▶ AIM OF THE EXERCISE: Repeat the records below exactly as they appear, leaving out any pictures.

■ ■ ■ ■ ■ ■ ■

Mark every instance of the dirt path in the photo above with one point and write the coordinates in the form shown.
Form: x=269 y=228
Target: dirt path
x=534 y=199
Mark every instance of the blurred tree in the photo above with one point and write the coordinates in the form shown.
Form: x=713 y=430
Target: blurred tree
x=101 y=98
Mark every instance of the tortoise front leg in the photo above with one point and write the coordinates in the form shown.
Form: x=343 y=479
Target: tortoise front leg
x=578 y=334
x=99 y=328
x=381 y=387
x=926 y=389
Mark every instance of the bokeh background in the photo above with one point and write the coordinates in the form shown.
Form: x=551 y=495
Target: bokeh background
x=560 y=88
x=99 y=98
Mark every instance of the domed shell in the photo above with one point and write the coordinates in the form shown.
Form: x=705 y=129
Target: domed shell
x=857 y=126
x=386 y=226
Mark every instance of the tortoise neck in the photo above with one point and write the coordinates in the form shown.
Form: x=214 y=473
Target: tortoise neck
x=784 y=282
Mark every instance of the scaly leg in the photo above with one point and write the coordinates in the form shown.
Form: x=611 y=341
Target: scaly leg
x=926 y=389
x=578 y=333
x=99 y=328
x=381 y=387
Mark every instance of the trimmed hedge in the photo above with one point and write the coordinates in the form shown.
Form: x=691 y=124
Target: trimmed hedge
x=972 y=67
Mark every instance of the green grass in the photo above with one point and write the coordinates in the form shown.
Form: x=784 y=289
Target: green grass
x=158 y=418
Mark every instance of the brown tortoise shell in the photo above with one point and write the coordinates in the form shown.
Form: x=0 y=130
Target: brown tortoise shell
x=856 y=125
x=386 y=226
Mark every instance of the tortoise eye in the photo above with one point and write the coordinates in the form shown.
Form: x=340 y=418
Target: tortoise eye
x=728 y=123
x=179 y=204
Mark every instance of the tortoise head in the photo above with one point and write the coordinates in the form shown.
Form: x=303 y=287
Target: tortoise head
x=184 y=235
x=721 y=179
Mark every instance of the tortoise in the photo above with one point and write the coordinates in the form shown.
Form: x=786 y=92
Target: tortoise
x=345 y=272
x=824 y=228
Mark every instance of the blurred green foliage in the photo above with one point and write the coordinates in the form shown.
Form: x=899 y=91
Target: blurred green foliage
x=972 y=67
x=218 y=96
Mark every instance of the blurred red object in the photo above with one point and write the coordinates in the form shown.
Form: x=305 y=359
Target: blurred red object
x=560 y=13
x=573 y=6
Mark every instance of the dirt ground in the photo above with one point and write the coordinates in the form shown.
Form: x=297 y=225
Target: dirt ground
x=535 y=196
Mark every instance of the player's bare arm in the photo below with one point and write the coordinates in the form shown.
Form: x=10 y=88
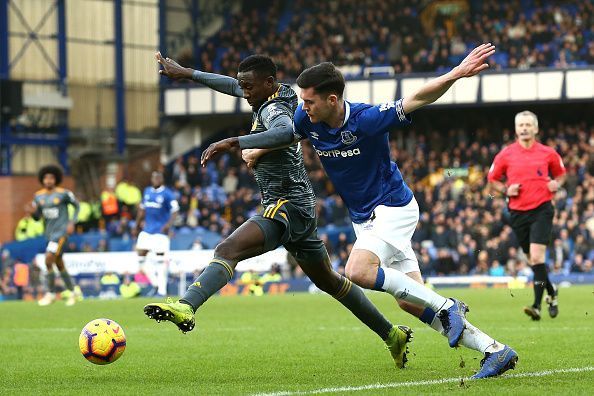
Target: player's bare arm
x=473 y=64
x=175 y=71
x=274 y=138
x=251 y=156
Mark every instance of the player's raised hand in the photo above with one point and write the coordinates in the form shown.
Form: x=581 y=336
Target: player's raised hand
x=476 y=61
x=172 y=69
x=215 y=148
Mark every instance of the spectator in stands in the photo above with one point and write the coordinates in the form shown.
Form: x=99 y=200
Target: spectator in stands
x=28 y=227
x=109 y=204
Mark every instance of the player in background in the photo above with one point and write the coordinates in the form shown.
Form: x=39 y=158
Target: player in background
x=51 y=204
x=158 y=209
x=527 y=166
x=352 y=142
x=288 y=218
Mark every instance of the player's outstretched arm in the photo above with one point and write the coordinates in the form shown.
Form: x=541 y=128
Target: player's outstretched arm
x=473 y=64
x=174 y=70
x=273 y=138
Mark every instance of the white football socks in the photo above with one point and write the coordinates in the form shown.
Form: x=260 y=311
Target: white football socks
x=472 y=337
x=162 y=275
x=404 y=288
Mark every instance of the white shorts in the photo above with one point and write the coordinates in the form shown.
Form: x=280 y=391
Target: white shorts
x=388 y=236
x=156 y=243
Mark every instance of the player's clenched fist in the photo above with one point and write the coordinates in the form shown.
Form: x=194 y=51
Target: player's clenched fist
x=172 y=69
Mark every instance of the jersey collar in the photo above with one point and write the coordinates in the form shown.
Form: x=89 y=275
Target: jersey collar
x=347 y=112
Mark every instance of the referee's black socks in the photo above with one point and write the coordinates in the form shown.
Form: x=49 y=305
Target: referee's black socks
x=541 y=281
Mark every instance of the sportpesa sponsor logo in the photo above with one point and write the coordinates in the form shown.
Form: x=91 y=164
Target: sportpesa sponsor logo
x=339 y=153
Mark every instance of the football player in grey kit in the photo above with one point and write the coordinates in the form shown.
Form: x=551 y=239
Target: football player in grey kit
x=51 y=204
x=288 y=218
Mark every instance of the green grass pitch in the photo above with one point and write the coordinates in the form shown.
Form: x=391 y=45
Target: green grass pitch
x=294 y=343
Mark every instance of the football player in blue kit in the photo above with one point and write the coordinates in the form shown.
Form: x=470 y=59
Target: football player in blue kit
x=352 y=141
x=158 y=210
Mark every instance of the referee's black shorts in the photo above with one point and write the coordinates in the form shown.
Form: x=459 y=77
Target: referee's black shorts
x=534 y=225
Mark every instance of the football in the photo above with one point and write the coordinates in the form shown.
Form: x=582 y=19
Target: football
x=102 y=341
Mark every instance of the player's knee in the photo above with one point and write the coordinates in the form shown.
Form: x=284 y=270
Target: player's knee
x=359 y=274
x=327 y=282
x=405 y=306
x=227 y=250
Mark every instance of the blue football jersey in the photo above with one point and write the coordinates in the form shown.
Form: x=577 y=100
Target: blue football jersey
x=158 y=204
x=356 y=156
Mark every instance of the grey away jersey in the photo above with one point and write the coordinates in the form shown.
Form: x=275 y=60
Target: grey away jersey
x=53 y=208
x=281 y=173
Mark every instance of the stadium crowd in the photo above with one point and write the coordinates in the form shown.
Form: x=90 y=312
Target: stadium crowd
x=401 y=35
x=462 y=229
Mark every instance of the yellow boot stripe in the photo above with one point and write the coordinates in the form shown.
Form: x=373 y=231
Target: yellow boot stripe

■ ■ ■ ■ ■ ■ ■

▶ RESPONSE TO THE TASK:
Mark every instance of the dirt path in the photo above with one point and write the coordinates in the form shown.
Form: x=269 y=228
Target: dirt path
x=534 y=199
Mark every instance of the blurred tree in the photo above with one point and write the coordinates in the form shown.
Form: x=713 y=430
Target: blurred tree
x=101 y=98
Mark every instance of the tortoise front leg in the photo above with one point and write the coordinates in the form shown.
Form: x=343 y=479
Target: tortoise front leg
x=578 y=334
x=99 y=328
x=381 y=387
x=926 y=389
Mark every instance of the bokeh background in the photo above with one point and write the coordinates in the form shown.
Form: x=551 y=495
Target: bokeh background
x=560 y=88
x=99 y=98
Mark every instance of the domed shell in the photo above with one point and write the coordinates in the form shown.
Form: x=705 y=129
Target: domed shell
x=857 y=126
x=386 y=226
Mark every instance of the tortoise neck in the photo above with one point and write the coordinates in the form shown.
Form: x=214 y=473
Target: tortoise neck
x=784 y=282
Mark every instance of the scaly leg in the photo above with one point and write the coordinates in the form shown.
Form: x=611 y=341
Target: scaly leg
x=926 y=389
x=578 y=333
x=99 y=328
x=381 y=387
Mark every instance of the trimmed hedge in the photo above with one point and write the coordinates in the form shown.
Form: x=691 y=124
Target: trimmed hedge
x=972 y=67
Mark every instance of the green grass in the photo above with one point and write the coordinates in the form shown.
Form: x=784 y=289
Target: green grass
x=158 y=418
Mark every instance of the brown tortoise shell in the photo above with one point and write the coordinates in the form shown.
Form: x=0 y=130
Target: brown tortoise shell
x=856 y=125
x=386 y=226
Mark every instance of the tortoise eye in the photo above with one point and write the coordinates in the form shown.
Form: x=340 y=418
Target: tortoise eye
x=728 y=123
x=179 y=204
Mark every instance of the tortoise head in the photo above with one point and write the coordinates in the form shown.
Form: x=303 y=287
Target: tortoise head
x=184 y=235
x=721 y=179
Mark every instance of the tortoise in the photo above with one point and write the coordinates in the form shown.
Form: x=786 y=92
Target: tortoise
x=345 y=272
x=824 y=228
Mark every instance of the blurred green foliage in the photo above with one point and write the coordinates in the form shown.
Form: x=899 y=91
Target: blurred green foliage
x=972 y=67
x=218 y=96
Mark every instance of the blurred red object in the photo above with one point and write the coordinates in the form shown.
Form: x=305 y=359
Target: blurred red object
x=560 y=13
x=573 y=6
Mark every instance of the dirt ground in the photo above with one point and write the coordinates in the form shown.
Form: x=297 y=225
Target: dirt ground
x=535 y=196
Mark every instance of the player's bare arm in the photo below with one point and write the coordinates in the form shown.
Form: x=10 y=88
Target: player's bare arm
x=473 y=64
x=175 y=71
x=274 y=138
x=251 y=156
Mark every instance of the player's raised hand in the photo above with one point and write the coordinates in the form shown.
Form: x=581 y=336
Target: player's raised hand
x=476 y=61
x=172 y=69
x=215 y=148
Mark every instance of the spectator in stands in the photo above with one point and write the coordinates in the form shown.
Form: x=99 y=200
Target: spectator in stands
x=28 y=227
x=109 y=204
Mark every instance of the player in background in the photo above with one point and write the coordinates in the form shown.
Form: x=39 y=158
Target: player in background
x=51 y=204
x=158 y=209
x=527 y=166
x=352 y=142
x=288 y=218
Mark every instance of the player's outstretched arm in the photo above with one point and write the coordinates in the form shown.
Form: x=541 y=128
Target: player's outstretched arm
x=473 y=64
x=174 y=70
x=273 y=138
Mark every instance of the white football socks in the photo above with one point and write the coordinates in the form shown.
Form: x=260 y=311
Target: white football socks
x=472 y=337
x=162 y=275
x=404 y=288
Mark every instance of the white shorts in the photo above with one point and write the coordinates in the form shown.
Form: x=280 y=391
Target: white shorts
x=388 y=236
x=156 y=243
Mark every instance of the player's clenched fist in the photo above with one point and write the coordinates in the form shown.
Form: x=194 y=51
Target: player's clenched fist
x=172 y=69
Mark every instance of the jersey collar in the photo above with one point and write the coordinates in the form shown.
Form: x=89 y=275
Target: jersey collar
x=347 y=112
Mark every instance of the referee's black socks in the photo above with one point and write the coordinates in the form shown.
Form: x=49 y=305
Target: referee's black socks
x=541 y=281
Mark every instance of the sportpesa sponsor logo in the photo above with one point and write the coordinates in the form shown.
Form: x=91 y=164
Target: sportpesa sponsor logo
x=339 y=153
Mark every instance of the football player in grey kit in the photo above with one point and write the coordinates in the form shown.
Form: x=551 y=239
Target: football player in grey kit
x=51 y=204
x=288 y=218
Mark every instance of the green grass pitch in the photo above with one point and write the coordinates in the form shown.
Form: x=391 y=45
Target: green grass pitch
x=294 y=343
Mark every instance of the football player in blue kit in the photo above with one point and write the coordinates in the form shown.
Form: x=470 y=59
Target: football player in blue kit
x=352 y=141
x=158 y=210
Mark every instance of the referee's black shorts in the photo above with one point and write the coordinates in the form shown.
Form: x=459 y=77
Target: referee's black shorts
x=534 y=225
Mark every instance of the football in the photo above with one point and write the coordinates in the form shown.
Form: x=582 y=19
Target: football
x=102 y=341
Mark every instance of the player's knee in the photo above with one point and write the coordinates in the form shown.
Form: x=284 y=270
Target: player's knee
x=359 y=274
x=327 y=282
x=405 y=306
x=227 y=250
Mark every instance of the blue football jersey in the photo above with one point and write the coordinates in the form shown.
Form: x=577 y=100
Target: blue football jersey
x=158 y=204
x=356 y=156
Mark every instance of the grey away jersey in the photo above with one point and write the coordinates in the form shown.
Form: x=275 y=60
Target: grey away jersey
x=53 y=208
x=281 y=173
Mark every instance of the stadium crowd in the photo above with one point and write the coordinates in the form shown.
Form: x=90 y=312
Target: stadium crowd
x=401 y=35
x=462 y=229
Mark every instance of the yellow boot stripe in the photo above with one point and write the coordinates in the form shown.
Form: x=373 y=231
Target: yellow boot stripe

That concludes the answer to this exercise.